_YOUR TASK_
Give the data back exactly. Leave out any images.

[[ AVAILABLE DATA, beginning ]]

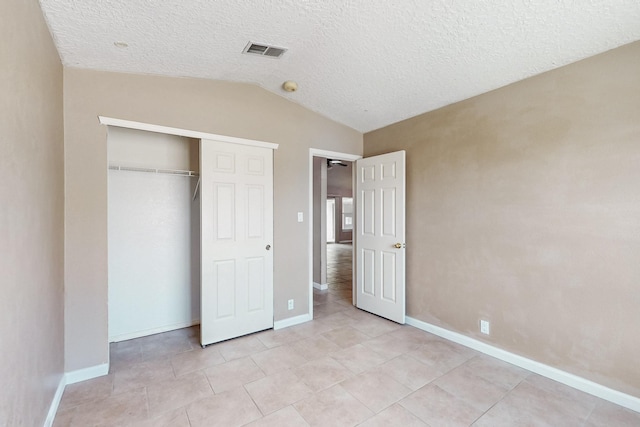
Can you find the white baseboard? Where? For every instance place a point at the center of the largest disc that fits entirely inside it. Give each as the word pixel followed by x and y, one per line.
pixel 55 402
pixel 153 331
pixel 582 384
pixel 73 377
pixel 320 287
pixel 292 321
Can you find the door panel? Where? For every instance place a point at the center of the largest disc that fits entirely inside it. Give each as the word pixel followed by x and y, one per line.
pixel 380 264
pixel 237 230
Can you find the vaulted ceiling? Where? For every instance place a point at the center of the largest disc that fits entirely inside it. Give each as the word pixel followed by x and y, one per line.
pixel 364 63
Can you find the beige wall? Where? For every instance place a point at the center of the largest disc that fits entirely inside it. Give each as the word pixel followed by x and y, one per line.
pixel 224 108
pixel 524 209
pixel 31 216
pixel 340 184
pixel 319 220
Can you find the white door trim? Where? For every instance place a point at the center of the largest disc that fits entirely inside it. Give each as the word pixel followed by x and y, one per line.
pixel 314 152
pixel 109 121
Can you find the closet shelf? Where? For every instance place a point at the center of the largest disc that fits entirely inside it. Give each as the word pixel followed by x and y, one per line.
pixel 154 170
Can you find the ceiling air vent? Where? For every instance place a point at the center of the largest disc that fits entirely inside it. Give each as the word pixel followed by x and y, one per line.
pixel 264 50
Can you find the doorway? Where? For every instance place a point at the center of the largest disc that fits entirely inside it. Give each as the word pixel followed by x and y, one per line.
pixel 331 207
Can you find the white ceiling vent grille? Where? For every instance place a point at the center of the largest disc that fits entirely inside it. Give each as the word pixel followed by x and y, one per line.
pixel 264 50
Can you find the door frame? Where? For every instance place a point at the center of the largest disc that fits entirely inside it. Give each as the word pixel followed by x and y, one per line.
pixel 150 127
pixel 314 152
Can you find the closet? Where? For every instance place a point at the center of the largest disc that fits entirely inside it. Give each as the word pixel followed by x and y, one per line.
pixel 153 233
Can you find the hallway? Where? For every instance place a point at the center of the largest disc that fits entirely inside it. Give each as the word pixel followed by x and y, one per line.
pixel 339 279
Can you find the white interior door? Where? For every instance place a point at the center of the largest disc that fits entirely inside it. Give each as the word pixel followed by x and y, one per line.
pixel 331 216
pixel 380 242
pixel 236 199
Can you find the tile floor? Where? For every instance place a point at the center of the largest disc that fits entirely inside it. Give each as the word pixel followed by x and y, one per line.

[[ AVAILABLE DATA, end ]]

_TASK OUTPUT_
Can you find the white baseboard? Where? For every instance place a point at the center of the largest disc that fits entirely inside it. Give each as the word pixel followed by x and y, one per line.
pixel 55 402
pixel 153 331
pixel 582 384
pixel 73 377
pixel 320 287
pixel 292 321
Can you find the door panel? Where? For every instance place a point at the center of the largest disc that fits entirely inside it. Give each as the word pixel followed by x and y, one per line.
pixel 380 264
pixel 237 230
Can you find the vaulted ceiling? Where? For every instance place a point at the center of the largest disc that fits entirely inside it. Give each as the word pixel followed by x and y, one per line.
pixel 364 63
Can you find the beige wall? Where? For every instance place a point at the center of the largest disc that fits entirely inside it. Give each as the word pixel followed by x and y, one per line.
pixel 224 108
pixel 524 209
pixel 31 216
pixel 340 184
pixel 319 220
Can you find the white door trim? Where? For every instance place a point at the center of the largest disc that fits entirely inside it. Give each as the word pixel followed by x and y, one per line.
pixel 314 152
pixel 109 121
Can you find the closet shelf? Where? For every instance place a point at the center of the largest disc that fits entirely inside it. Give each as the word pixel followed by x and y, one per line.
pixel 154 170
Can you find the ceiling air vent? Where? For every instance place a point at the center of the largest disc that fits entirely inside it. Give each as the word pixel followed by x and y, one per line.
pixel 264 50
Can you find the doorway? Where? For every instance place a point at the center of the largest disc that fits entirely inside it. Give each as the word pixel followed by x and y, one per line.
pixel 331 207
Can you find the white ceiling vent grille? Where? For every instance place a point at the center of the largest disc that fits entirely inside it. Give each as the word pixel followed by x and y, one per line.
pixel 264 50
Can you find the door frame? Where? For every instance place a point at the center of the largest disc that fits entirely inside it. Give each as the word pixel followed by x and y, one per line.
pixel 150 127
pixel 314 152
Can you find the closet? Where? For every instance place a point at the center of the largest disc that fits entirely inside it. Give each as the word pixel followed by x and y, one per line.
pixel 153 233
Can you find the hallway? Where? For every instance place a point at the center of the largest disc that fits entirely inside it. Give each as the word pixel followed by x and y, one per line.
pixel 339 279
Can you find the white interior door? Where? For every instance place a point at the center of the largest disc that fits entirely inside it. Give each as the word pixel followed by x and y, one per line.
pixel 331 216
pixel 380 242
pixel 236 199
Can you find the tile floor? Where? For every instance place a point at the center of the largest disc that fits entirely inside it. Give each as the word pixel followed by x and y, one per line.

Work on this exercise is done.